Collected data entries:
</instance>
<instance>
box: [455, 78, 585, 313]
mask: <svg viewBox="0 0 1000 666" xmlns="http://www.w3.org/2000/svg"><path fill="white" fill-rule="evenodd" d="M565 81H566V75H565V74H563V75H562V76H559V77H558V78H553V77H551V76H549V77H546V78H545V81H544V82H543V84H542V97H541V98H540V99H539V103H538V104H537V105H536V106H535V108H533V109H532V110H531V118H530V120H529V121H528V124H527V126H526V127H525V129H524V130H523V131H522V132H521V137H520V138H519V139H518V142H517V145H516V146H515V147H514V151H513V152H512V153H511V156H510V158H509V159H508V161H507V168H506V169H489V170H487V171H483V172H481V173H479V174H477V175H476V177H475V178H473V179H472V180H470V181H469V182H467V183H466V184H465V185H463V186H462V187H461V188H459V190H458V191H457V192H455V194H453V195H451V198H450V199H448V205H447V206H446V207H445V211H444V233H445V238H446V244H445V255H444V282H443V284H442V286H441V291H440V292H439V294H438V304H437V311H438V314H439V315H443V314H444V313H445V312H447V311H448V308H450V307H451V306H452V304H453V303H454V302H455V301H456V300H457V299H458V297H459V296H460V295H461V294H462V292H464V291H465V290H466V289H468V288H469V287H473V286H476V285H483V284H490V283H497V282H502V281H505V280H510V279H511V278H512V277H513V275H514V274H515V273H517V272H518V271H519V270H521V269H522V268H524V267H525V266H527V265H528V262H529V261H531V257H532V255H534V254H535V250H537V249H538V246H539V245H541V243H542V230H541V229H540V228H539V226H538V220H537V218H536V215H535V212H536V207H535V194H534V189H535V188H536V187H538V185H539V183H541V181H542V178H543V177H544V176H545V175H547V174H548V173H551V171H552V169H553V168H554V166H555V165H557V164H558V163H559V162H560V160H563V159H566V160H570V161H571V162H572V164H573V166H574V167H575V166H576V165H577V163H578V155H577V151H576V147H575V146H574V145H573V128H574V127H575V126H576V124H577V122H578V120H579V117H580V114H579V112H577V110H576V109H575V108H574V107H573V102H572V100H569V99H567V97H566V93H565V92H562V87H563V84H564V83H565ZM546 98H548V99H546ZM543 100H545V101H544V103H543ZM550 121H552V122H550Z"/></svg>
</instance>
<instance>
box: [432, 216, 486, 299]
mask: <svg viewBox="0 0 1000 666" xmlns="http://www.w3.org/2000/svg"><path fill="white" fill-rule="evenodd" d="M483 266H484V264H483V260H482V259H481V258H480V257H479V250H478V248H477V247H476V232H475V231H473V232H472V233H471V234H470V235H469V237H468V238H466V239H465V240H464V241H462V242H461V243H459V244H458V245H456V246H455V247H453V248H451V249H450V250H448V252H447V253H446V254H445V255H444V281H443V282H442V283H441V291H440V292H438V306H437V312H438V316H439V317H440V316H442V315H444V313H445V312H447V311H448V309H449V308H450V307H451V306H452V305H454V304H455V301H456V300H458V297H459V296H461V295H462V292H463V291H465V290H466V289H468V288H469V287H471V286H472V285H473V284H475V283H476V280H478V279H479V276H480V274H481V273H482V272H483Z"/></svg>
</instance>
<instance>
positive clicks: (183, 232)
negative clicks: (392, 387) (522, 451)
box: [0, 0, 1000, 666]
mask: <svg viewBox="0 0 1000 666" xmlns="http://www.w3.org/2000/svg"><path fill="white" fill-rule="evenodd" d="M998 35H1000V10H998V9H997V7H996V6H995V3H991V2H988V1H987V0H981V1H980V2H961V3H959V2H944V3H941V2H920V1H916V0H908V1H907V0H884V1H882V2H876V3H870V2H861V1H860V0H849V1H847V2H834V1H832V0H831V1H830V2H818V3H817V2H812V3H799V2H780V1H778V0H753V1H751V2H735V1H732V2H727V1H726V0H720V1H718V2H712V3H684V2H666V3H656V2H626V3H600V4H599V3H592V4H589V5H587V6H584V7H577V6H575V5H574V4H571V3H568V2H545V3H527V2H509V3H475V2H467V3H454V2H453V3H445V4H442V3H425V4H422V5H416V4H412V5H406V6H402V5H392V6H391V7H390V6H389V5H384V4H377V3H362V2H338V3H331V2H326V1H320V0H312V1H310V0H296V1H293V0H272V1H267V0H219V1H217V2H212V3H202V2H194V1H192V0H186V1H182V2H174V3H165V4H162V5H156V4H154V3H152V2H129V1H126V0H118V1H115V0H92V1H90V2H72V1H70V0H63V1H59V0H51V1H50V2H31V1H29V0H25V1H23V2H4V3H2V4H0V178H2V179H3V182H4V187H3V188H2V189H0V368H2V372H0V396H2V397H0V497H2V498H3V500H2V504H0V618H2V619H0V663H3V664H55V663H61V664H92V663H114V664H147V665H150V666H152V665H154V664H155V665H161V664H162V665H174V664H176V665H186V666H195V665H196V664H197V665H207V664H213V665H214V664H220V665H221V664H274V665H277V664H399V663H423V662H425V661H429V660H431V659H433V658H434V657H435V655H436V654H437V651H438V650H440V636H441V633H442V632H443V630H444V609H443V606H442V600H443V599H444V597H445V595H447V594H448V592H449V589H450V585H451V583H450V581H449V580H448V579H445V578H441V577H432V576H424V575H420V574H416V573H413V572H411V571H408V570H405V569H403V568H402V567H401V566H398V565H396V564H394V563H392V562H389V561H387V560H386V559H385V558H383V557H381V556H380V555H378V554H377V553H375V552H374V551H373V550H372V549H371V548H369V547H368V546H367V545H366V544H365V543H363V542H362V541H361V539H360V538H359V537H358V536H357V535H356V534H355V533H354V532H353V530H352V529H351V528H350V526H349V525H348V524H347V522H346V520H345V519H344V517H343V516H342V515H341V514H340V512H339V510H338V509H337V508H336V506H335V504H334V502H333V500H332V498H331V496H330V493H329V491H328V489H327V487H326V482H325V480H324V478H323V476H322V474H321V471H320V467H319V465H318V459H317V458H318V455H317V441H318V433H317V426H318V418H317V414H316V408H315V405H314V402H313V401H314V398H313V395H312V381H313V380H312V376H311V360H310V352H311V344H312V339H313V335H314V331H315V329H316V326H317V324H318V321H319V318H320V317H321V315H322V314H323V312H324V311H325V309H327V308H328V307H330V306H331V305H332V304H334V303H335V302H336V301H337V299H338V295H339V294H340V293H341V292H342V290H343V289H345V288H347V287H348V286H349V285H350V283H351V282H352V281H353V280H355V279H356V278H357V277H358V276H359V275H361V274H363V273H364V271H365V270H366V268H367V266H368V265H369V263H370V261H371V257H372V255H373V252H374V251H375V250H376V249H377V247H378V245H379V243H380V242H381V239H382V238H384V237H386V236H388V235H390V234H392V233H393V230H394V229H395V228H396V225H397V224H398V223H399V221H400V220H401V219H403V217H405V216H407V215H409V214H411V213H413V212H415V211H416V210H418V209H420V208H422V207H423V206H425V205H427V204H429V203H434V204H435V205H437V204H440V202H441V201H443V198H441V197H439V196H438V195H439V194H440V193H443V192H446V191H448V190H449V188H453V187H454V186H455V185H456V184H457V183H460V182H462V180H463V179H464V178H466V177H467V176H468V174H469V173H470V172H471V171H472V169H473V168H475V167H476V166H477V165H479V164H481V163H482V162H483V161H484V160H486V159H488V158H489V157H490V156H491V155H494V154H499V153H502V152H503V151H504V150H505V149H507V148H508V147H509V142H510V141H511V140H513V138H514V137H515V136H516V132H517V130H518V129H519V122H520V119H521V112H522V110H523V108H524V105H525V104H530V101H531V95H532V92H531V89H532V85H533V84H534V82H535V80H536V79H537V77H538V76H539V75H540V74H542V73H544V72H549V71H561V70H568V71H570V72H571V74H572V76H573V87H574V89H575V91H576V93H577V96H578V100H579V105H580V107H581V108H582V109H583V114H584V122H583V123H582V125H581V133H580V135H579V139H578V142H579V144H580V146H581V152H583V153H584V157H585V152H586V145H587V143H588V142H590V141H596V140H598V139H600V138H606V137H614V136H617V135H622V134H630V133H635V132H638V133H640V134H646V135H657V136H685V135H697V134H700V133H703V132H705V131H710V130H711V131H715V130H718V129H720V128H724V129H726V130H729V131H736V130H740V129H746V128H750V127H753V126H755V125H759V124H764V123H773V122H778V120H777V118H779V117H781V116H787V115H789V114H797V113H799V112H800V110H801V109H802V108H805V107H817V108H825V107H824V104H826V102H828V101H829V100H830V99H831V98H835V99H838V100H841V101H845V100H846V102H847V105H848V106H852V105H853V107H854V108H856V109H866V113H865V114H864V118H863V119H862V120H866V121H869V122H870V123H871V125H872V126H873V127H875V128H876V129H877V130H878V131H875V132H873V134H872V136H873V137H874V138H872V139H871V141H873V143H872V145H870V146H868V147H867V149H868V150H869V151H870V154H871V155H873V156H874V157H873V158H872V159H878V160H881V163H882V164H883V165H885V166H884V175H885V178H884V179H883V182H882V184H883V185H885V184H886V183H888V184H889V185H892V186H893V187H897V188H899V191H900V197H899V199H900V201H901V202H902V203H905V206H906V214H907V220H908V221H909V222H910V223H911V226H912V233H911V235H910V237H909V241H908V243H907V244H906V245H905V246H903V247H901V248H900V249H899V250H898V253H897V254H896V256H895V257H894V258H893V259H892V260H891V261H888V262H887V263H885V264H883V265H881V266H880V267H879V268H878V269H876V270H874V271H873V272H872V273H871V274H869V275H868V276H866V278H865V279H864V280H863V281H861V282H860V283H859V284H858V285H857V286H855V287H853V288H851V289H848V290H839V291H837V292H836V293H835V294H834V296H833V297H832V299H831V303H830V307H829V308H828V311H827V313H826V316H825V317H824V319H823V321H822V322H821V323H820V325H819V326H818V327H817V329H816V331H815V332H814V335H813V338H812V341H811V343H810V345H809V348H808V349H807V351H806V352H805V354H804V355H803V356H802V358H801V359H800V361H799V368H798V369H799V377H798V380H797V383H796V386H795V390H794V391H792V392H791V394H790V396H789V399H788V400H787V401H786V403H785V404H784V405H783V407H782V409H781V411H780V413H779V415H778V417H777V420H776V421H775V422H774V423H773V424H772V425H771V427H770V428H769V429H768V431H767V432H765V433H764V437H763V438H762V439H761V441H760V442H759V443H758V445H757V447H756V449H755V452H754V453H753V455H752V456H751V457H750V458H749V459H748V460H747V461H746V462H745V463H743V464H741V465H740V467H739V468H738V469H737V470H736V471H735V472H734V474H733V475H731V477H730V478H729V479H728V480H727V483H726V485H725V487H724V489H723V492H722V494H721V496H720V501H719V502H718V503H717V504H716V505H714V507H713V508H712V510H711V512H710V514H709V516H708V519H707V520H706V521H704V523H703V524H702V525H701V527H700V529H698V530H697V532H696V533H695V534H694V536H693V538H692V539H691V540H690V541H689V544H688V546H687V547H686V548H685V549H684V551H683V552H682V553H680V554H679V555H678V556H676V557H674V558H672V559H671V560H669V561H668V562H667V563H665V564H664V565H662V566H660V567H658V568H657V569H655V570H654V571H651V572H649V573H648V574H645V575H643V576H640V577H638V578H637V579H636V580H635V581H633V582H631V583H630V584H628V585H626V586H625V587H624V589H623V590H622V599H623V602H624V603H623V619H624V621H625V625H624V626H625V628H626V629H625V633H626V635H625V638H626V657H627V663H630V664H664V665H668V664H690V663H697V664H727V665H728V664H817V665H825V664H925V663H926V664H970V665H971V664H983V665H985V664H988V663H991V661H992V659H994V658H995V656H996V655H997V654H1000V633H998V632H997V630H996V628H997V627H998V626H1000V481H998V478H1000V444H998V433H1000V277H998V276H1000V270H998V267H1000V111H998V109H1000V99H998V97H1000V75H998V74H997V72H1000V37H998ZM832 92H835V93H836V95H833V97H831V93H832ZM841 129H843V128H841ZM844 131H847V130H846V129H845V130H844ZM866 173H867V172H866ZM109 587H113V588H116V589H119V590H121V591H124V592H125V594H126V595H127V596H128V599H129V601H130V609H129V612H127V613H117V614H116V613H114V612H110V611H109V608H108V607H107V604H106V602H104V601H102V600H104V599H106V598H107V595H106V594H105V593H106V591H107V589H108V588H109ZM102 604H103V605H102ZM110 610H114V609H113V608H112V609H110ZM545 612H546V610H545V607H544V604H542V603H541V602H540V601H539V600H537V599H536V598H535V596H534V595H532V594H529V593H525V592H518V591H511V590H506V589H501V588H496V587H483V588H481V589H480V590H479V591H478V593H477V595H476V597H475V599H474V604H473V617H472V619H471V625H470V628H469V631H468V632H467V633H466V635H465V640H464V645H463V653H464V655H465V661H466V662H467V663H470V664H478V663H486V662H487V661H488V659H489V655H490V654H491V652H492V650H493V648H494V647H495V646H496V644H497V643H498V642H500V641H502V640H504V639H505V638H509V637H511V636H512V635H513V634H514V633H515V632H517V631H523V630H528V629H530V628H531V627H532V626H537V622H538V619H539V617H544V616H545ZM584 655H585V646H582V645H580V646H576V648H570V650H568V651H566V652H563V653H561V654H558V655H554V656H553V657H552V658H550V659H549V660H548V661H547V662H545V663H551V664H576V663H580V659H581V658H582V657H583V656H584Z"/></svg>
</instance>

Goal of the exercise:
If a line of the data above contains "clicks", copy it out.

Answer for this exercise:
positive clicks: (183, 232)
negative clicks: (392, 387) (522, 451)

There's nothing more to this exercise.